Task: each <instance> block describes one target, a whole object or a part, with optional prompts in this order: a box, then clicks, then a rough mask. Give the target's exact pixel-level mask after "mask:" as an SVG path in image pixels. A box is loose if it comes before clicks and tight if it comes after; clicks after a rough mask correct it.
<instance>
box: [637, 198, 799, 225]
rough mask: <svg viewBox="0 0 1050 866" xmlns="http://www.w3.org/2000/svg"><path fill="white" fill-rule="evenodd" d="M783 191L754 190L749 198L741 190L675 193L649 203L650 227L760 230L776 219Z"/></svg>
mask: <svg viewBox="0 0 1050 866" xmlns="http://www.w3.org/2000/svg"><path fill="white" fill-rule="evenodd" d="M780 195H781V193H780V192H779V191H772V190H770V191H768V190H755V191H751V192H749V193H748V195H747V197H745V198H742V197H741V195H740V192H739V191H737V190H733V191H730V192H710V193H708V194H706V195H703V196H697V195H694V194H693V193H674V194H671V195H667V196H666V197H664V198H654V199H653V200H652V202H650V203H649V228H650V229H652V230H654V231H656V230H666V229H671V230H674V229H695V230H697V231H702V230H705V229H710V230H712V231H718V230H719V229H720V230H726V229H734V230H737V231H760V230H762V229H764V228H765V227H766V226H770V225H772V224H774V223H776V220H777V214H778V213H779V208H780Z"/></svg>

* [ACTIVITY]
Express the records from their first line through the line containing "rough mask: <svg" as a Markdown table with the columns Row and Line, numbering each row and leaving out blank lines.

* [EXERCISE SOLUTION]
| Row | Line |
|---|---|
| 1 | Task: each <instance> block describes one target, a whole object or a part, with optional prompts in this order: a box, then clicks, then a rough mask. Give the target's exact pixel-level mask after "mask:" as an SVG path in image pixels. A box is loose if it comes before clicks and tight if it comes after; clicks after a rough mask correct it. |
| 2 | <instance> |
| 3 | box: [637, 198, 799, 225] |
| 4 | rough mask: <svg viewBox="0 0 1050 866" xmlns="http://www.w3.org/2000/svg"><path fill="white" fill-rule="evenodd" d="M783 191L754 190L749 198L741 190L675 193L649 203L650 227L760 230L776 219Z"/></svg> |